--- Record set ---

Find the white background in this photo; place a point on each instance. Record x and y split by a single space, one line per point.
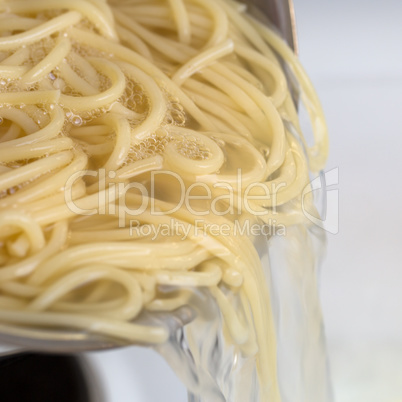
353 53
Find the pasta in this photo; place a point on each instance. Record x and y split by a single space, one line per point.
122 120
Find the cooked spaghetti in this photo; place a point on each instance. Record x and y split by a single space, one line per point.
138 115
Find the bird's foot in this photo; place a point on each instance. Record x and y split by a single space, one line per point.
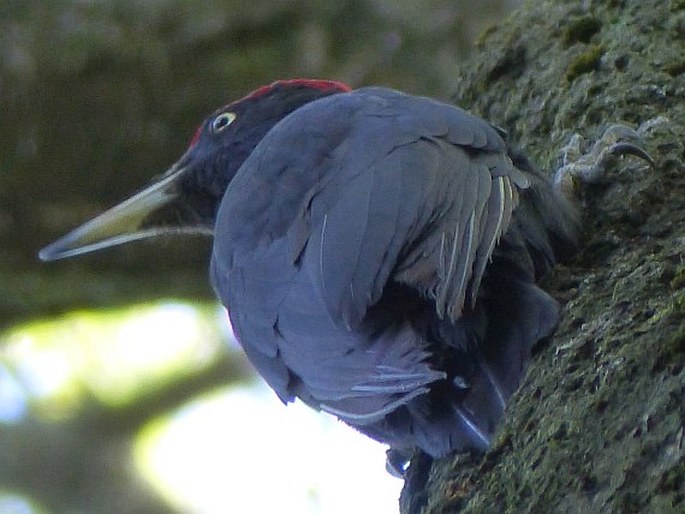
397 462
583 167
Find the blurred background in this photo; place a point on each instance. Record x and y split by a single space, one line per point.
121 387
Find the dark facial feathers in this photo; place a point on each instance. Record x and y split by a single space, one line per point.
378 255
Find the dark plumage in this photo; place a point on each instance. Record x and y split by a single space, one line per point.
378 254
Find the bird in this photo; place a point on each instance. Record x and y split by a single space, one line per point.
379 254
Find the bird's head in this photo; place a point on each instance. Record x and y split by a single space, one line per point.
186 198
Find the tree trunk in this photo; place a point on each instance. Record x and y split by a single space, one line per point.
597 425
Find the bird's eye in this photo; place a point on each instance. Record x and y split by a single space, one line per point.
222 121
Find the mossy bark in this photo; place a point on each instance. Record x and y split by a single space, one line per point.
597 425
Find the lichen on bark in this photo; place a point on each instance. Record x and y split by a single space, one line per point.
597 425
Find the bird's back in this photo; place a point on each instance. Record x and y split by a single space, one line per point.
378 254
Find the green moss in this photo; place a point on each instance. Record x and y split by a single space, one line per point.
585 63
581 30
676 68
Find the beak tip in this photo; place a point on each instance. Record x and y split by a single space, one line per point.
48 254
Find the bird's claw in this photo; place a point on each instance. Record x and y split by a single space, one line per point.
589 167
397 462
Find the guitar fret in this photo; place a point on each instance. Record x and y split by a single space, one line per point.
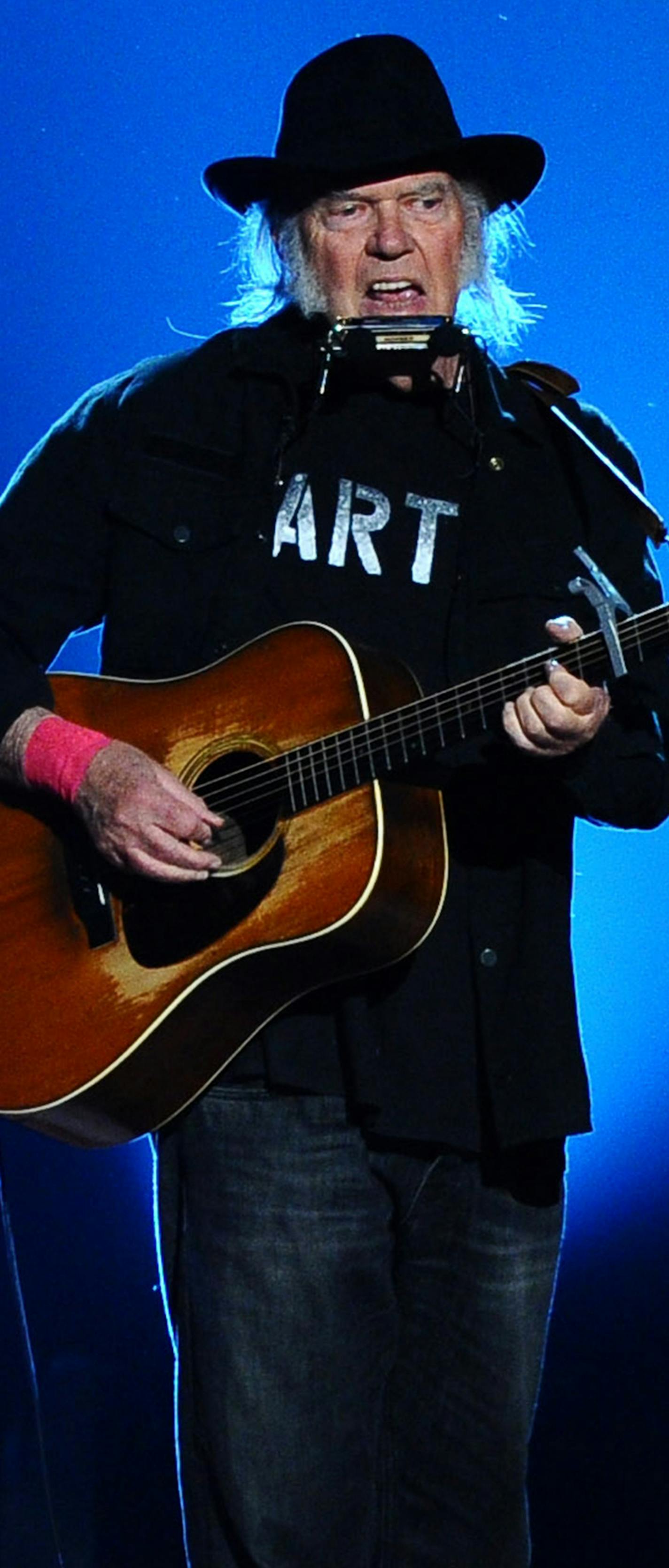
326 766
354 757
385 742
340 761
420 731
640 647
289 785
313 773
401 739
480 697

---

— Problem description —
Transcribe the material exactly, keeping every word and none of the pictures.

— Solved exercise —
Find the white background in this photo; place a point on each instance. Record x and y split by a single space, one line per point.
353 53
Find the pasta in this photo; place a point on each instance. Record x and y split by a single space, one line per point.
122 120
Find the cooked spaghetti in this photo; place a point on each instance. Record x and y split by a single space, one line per point.
138 115
Find the bird's foot in this photo; place a point on each instance. Record x and y split by a single space, one line per point.
397 462
583 167
Find the blurred background in this photo; place a point on each instance. Record x and y split by a single space, one line per point.
121 387
Find the dark facial feathers in this photo; place a point on each instance. Record x and y split by a single space, one line per point.
378 255
Find the dark plumage in this photo; place a point on each instance. Record x and y split by a single space, one line per point.
378 254
Find the bird in this photo; place a point on each instance. Record x and y split by a single space, one line per point.
379 254
Find the bird's head in this photo; place a point on each instance. Record x and y split by a single space, one line per point.
186 198
Find the tree trunk in this photo; place a point on each instance. Record x and y split by a single space, one line per point.
597 425
Find the bird's eye in this photo; place a point on each instance. Record x and y split by a single space, one line per point.
222 121
Find the mossy bark in this photo; place a point on each instance. Record x and y split by a single space, one line per point.
597 425
Find the lichen on bark in this photo; place a point on each instance. Record x and y split by a single space, one line per point.
597 425
Find the bird's back in this photo; place a point on each instance. Record x and y split by a single space, one line per point.
378 254
Find the green moss in this photo; place a point on each instance. Record x and y split by a single space, one line per point.
585 63
581 30
676 68
Find the beak tip in this photo; place a point on each instance. Record x and y split by a single space, one line per point.
48 254
Find the bird's claw in this photo; place a point on each instance. Record x and y split by a single space, one line per point.
589 167
397 462
Find the guitar fret in this photo; place a point on each instance. Record x and y split by a single space, one line per point.
326 766
354 757
385 742
340 761
420 731
640 647
289 785
313 773
401 739
480 697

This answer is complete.